### WORK ORDER
Check each line of the records below and collect those that include the word "instance".

Recorded data
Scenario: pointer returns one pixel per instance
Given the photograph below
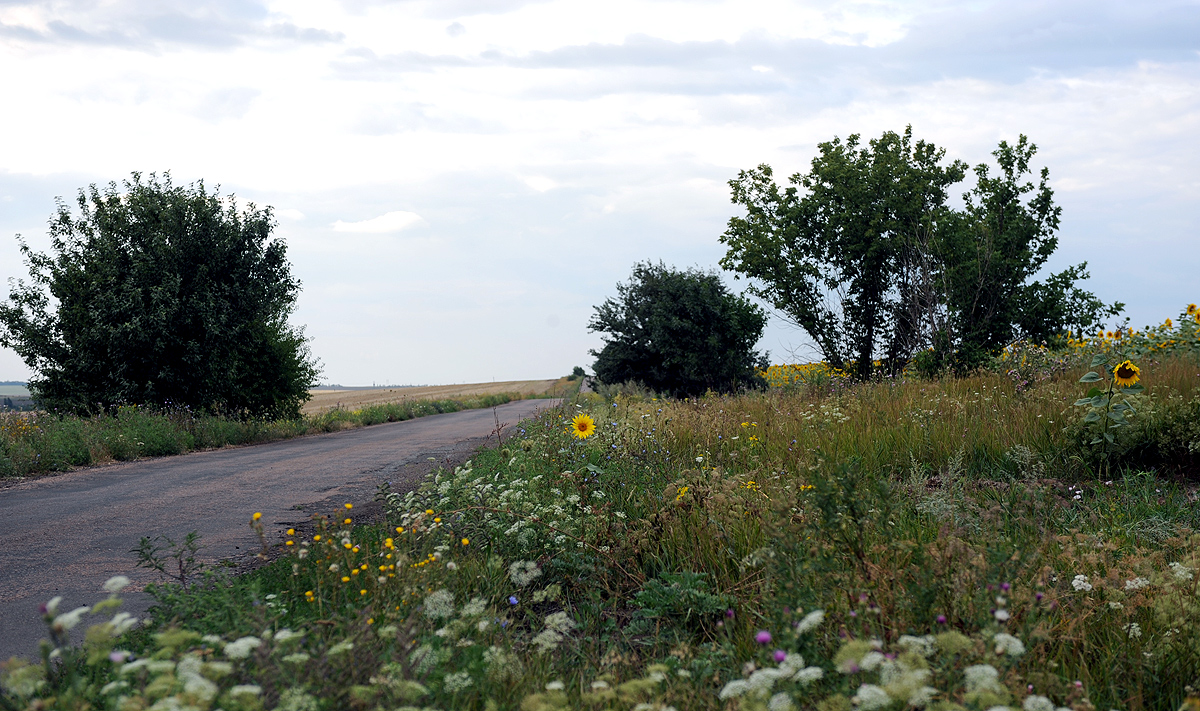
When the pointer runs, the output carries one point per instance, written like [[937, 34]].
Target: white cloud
[[561, 142], [394, 221]]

### EXERCISE ANSWER
Scenario: pointer returns one pixel per instance
When the pointer runs, the output carries one point per instance, written like [[937, 34]].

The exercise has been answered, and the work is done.